— Extracted data entries —
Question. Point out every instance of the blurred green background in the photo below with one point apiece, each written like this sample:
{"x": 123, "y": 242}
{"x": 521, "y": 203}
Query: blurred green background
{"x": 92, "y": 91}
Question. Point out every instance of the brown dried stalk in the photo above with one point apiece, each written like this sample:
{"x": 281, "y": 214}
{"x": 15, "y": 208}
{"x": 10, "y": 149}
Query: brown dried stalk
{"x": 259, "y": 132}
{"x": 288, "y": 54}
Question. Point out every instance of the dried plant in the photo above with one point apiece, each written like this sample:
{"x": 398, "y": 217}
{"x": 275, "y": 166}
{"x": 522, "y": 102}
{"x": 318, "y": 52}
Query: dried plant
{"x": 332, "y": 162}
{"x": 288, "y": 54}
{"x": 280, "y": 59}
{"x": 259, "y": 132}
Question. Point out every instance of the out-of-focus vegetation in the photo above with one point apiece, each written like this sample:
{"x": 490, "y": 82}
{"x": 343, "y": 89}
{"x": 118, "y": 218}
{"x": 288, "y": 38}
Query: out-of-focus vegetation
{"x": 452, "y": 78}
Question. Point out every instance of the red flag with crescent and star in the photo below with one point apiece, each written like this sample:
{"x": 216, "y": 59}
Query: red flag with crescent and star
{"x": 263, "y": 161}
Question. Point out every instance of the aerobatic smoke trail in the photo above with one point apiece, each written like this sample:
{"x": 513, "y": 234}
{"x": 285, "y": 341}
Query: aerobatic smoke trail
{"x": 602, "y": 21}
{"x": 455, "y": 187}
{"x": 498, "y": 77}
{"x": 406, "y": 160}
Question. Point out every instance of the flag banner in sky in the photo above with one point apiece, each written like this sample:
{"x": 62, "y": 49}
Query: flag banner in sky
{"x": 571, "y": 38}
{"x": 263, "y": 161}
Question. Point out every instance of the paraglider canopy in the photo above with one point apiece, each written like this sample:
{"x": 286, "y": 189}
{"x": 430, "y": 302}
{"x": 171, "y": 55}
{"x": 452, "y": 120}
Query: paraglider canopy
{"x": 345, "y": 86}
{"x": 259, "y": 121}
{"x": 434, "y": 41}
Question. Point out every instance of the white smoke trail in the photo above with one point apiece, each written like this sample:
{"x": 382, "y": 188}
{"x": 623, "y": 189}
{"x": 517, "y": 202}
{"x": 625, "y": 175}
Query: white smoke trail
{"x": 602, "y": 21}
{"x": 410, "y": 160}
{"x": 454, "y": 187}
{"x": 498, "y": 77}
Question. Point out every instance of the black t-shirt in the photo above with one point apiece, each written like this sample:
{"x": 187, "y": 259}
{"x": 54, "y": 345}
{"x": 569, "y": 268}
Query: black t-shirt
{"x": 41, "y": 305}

— PROBLEM —
What is needed is every line from the start of the entries through the line containing "Question. Point out every instance of the dried", returned word for word and nothing else.

— WRITTEN RESPONSE —
Question. Point out every instance of the blurred green background in the photo below with one point apiece, each written like this sample:
{"x": 123, "y": 242}
{"x": 521, "y": 203}
Query: blurred green background
{"x": 92, "y": 91}
Question. Point out every instance of the brown dried stalk in the photo above with one point apiece, each written like this sample:
{"x": 281, "y": 214}
{"x": 15, "y": 208}
{"x": 10, "y": 149}
Query: brown dried stalk
{"x": 259, "y": 132}
{"x": 288, "y": 54}
Question. Point out every instance of the dried plant in the photo above with one point apiece, each written like this sample:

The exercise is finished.